### Task directions:
Extend the opinion piece below arguing that Iranians are rational, picking up right after its final sentence.

The Iranians are rational

At least as much as most people.

(And probably more than some of the Republican presidential candidates, if we are to judge them by their rhetoric.)

First of all, the "Iranians" are not a monolithic group, any more than "Americans" or "Israelis" or "Muslims" or "Science Fiction Geeks."  The fact that so many commentators seem to present them as speaking with a single voice is suspicious in itself.

English: TEHRAN. With Ayatollah Sayed Ali Kham...
Image via Wikipedia
Second, not all voices are equally authoritative.  President Ahmadinejad, despite the title, is no where near the summit of Iranian power.  I'd put him around number thirteen (or less) on a list of politically influential Iranians.  If you want to talk to the real power, find Ayatollah Khamenei.  And his statements are a lot less scary.  In 2009 the supreme leader said
They falsely accuse the Islamic republic’s establishment of producing nuclear weapons. We fundamentally reject nuclear weapons and prohibit the use and production of nuclear weapons. This is because of our ideology, not because of politics or fear of arrogant powers or an onslaught of international propaganda. We stand firm for our ideology.

### Supplied material:
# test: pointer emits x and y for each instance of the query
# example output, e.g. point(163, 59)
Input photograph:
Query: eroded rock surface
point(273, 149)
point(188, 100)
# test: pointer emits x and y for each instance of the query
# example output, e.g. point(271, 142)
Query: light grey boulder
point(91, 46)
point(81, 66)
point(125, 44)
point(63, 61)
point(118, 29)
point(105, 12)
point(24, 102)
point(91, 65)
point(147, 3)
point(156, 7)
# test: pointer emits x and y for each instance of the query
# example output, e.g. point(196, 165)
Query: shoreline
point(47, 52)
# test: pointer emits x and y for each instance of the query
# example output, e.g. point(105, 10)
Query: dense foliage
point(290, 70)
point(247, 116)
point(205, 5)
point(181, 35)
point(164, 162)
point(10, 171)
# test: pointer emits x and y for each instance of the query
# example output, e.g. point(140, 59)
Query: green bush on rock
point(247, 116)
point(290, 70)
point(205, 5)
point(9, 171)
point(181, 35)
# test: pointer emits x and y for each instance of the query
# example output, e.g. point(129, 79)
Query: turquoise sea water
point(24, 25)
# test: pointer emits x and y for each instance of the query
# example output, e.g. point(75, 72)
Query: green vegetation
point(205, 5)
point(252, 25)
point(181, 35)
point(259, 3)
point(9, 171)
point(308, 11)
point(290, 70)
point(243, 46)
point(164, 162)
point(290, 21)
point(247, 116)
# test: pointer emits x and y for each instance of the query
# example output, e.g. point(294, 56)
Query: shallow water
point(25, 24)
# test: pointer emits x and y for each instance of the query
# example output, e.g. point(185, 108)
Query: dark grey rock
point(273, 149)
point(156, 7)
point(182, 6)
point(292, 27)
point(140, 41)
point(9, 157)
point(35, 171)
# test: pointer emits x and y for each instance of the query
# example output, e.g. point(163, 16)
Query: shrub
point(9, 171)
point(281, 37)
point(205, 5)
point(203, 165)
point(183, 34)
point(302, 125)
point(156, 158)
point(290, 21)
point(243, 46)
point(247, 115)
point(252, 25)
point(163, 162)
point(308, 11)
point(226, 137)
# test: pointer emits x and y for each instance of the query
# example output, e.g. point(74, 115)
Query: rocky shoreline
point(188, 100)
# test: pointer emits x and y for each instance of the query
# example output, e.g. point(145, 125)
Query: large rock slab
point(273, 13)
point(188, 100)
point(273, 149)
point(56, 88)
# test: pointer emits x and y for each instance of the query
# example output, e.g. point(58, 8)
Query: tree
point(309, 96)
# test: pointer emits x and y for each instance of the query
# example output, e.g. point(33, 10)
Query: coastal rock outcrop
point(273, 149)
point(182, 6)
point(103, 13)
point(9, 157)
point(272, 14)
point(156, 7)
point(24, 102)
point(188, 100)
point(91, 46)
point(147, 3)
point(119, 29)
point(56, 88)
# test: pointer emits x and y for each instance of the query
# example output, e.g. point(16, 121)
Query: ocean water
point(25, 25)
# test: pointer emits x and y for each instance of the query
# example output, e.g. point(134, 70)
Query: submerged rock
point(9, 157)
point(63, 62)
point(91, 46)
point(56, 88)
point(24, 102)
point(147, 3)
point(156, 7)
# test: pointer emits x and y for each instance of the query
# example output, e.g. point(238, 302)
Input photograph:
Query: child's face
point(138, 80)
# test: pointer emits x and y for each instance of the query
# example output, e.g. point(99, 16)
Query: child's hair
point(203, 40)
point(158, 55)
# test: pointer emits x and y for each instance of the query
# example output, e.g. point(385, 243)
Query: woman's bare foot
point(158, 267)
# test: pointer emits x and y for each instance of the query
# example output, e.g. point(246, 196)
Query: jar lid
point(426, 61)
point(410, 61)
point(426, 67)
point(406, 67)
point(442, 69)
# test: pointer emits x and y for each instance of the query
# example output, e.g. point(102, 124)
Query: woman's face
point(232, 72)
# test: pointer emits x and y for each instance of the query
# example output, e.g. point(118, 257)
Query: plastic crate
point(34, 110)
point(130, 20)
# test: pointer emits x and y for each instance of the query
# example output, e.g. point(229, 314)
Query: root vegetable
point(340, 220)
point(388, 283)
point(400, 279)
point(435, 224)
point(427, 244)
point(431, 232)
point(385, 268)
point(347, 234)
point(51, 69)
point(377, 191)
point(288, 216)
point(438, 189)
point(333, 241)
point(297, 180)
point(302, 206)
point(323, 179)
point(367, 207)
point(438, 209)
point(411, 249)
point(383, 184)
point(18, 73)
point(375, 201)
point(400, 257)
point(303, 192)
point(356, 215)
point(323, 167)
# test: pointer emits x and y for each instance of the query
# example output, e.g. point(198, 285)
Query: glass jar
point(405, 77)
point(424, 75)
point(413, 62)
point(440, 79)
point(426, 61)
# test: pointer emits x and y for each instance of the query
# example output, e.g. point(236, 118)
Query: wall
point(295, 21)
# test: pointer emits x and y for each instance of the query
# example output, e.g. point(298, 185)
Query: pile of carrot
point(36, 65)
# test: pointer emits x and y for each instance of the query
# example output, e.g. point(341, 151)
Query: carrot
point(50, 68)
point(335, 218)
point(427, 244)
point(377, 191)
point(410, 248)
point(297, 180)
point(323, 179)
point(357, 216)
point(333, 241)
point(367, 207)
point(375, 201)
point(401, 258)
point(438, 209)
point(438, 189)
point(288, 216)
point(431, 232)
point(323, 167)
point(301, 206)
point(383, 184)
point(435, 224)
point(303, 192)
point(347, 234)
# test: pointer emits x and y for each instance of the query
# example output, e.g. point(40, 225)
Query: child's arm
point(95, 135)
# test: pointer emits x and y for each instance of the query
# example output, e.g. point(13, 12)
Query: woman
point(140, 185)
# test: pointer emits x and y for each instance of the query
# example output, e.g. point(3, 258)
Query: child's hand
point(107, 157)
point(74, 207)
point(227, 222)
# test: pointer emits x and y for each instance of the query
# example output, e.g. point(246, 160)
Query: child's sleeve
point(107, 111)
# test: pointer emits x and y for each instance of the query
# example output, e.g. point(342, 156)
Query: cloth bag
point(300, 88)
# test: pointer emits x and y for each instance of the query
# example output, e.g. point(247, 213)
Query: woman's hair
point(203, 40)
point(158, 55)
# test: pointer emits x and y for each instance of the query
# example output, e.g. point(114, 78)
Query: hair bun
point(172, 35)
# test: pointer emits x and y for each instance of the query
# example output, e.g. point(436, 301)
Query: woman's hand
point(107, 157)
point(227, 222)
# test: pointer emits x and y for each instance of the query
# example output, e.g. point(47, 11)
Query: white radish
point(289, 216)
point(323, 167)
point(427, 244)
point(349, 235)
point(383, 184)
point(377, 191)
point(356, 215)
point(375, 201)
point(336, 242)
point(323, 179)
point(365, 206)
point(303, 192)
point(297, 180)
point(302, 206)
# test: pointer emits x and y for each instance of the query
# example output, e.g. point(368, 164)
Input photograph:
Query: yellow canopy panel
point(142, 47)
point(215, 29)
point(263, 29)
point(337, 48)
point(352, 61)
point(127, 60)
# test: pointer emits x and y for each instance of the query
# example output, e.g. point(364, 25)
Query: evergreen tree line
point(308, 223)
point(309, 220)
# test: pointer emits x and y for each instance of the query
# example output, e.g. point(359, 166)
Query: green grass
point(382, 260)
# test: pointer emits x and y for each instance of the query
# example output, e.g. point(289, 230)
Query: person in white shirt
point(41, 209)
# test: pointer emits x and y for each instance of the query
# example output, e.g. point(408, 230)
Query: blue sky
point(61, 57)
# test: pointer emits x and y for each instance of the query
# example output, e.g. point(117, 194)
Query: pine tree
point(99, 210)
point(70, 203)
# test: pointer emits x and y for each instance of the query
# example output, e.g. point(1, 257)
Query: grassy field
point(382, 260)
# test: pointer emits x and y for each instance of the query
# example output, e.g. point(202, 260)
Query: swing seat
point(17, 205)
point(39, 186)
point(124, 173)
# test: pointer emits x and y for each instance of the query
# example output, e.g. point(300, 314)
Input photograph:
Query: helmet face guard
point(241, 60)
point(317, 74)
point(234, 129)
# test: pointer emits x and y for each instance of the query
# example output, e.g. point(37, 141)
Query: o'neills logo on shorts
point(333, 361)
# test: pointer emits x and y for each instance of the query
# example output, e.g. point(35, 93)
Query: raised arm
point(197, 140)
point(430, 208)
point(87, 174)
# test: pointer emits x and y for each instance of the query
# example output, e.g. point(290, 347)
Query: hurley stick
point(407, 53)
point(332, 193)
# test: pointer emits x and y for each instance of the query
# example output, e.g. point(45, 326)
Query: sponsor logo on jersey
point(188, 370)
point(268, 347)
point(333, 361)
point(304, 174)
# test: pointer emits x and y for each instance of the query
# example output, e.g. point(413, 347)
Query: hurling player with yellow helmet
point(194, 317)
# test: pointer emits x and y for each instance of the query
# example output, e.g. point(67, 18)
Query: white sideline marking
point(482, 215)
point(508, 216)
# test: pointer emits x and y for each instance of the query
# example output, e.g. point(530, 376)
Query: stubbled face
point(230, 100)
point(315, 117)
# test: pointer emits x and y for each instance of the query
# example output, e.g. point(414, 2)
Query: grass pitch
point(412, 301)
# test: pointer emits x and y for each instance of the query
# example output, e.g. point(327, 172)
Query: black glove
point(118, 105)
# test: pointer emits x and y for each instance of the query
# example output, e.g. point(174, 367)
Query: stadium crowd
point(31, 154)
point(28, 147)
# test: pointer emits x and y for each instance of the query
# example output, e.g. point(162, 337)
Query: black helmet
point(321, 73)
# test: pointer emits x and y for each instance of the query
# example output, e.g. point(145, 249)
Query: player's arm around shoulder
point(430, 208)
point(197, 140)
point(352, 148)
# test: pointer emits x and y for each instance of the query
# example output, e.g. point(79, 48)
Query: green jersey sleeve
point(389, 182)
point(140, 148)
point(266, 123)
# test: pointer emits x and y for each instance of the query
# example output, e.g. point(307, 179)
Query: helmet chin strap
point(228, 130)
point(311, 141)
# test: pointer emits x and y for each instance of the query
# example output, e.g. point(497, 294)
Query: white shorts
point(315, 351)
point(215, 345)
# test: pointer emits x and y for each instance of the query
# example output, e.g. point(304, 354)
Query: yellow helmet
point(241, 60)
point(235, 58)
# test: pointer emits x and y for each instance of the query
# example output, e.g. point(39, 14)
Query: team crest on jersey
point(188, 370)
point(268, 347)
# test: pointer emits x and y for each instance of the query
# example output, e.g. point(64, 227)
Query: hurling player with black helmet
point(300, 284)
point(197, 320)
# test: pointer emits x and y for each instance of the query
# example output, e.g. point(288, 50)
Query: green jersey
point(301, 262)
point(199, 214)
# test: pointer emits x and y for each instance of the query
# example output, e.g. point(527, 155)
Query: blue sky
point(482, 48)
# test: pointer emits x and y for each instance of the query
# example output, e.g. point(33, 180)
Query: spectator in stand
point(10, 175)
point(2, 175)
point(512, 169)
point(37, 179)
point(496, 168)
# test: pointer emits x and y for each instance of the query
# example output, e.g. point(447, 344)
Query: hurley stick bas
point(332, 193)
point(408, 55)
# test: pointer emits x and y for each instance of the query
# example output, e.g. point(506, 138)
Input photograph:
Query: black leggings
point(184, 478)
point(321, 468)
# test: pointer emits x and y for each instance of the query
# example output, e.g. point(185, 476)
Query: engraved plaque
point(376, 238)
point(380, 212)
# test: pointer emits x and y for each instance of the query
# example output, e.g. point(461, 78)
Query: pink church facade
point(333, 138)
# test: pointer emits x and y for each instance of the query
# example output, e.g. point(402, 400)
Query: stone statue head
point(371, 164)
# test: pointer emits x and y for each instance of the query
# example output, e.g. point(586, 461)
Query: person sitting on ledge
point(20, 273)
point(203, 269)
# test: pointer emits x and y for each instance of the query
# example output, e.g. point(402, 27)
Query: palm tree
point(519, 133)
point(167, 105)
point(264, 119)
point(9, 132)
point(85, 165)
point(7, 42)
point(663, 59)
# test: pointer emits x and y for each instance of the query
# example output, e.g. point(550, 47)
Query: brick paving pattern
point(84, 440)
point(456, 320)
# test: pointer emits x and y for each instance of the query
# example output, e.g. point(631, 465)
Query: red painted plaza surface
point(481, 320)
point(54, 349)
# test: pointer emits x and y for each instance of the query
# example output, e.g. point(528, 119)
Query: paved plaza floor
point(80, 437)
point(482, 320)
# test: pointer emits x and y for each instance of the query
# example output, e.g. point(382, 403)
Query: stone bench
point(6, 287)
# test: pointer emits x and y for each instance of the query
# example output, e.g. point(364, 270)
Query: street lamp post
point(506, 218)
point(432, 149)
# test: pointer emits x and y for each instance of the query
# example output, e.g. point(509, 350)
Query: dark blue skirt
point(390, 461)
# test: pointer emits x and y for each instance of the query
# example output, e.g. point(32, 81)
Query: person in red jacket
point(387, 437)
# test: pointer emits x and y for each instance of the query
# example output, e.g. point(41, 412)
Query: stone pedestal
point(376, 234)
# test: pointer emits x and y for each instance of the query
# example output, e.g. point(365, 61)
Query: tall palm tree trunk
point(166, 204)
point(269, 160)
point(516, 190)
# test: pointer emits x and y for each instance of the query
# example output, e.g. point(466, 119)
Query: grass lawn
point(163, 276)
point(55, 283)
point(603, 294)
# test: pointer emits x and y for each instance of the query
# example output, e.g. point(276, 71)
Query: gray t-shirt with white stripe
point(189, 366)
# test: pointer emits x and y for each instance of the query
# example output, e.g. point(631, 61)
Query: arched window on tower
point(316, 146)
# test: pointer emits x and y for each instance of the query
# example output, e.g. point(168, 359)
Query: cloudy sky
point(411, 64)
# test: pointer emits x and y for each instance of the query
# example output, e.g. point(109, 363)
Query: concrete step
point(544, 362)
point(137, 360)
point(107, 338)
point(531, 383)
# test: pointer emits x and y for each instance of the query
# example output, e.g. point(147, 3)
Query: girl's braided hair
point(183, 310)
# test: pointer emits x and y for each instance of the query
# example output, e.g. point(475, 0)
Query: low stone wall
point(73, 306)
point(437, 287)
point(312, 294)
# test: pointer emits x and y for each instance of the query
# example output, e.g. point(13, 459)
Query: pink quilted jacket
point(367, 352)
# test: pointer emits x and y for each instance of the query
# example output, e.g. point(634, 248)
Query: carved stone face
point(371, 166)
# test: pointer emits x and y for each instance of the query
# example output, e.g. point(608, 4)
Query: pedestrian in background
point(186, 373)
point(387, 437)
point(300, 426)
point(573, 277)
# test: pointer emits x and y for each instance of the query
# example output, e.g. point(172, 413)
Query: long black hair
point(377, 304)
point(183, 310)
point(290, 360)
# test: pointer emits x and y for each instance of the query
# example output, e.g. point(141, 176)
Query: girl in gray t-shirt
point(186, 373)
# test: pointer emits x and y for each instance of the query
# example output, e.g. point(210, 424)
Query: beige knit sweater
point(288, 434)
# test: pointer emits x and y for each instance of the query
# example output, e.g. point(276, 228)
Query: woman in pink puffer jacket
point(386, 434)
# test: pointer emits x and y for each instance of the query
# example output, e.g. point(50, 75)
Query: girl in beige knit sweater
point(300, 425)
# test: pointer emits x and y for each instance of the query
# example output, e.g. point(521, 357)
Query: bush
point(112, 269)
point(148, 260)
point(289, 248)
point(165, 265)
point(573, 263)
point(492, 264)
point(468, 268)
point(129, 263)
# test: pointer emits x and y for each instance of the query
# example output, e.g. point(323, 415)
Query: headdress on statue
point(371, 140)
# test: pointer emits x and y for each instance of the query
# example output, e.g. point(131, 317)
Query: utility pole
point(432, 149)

### Expected output:
So what--that was 2009.  How about 2010?
We have said repeatedly that our religious beliefs and principles prohibit such weapons as they are the symbol of destruction of generations. And for this reason we do not believe in weapons and atomic bombs and do not seek them.
Ok, ok.  But that was still years ago. How about last month?
The Iranian nation has never pursued and will never pursue nuclear weapons. There is no doubt that the decision makers in the countries opposing us know well that Iran is not after nuclear weapons because the Islamic Republic, logically, religiously and theoretically, considers the possession of nuclear weapons a grave sin and believes the proliferation of such weapons is senseless, destructive and dangerous.
Does this sound like madness? 

So how do we make sense of the Iranian program?  In part, it may be just what they say it is, a program to develop their energy infrastructure.  The fact that they can be harmed by an embargo on gasoline sales (the Iranians have little ability to refine their own oil) is reason enough to persue this.  Besides, they know better than most what their future oil production is likely to be, and what the global market will look like.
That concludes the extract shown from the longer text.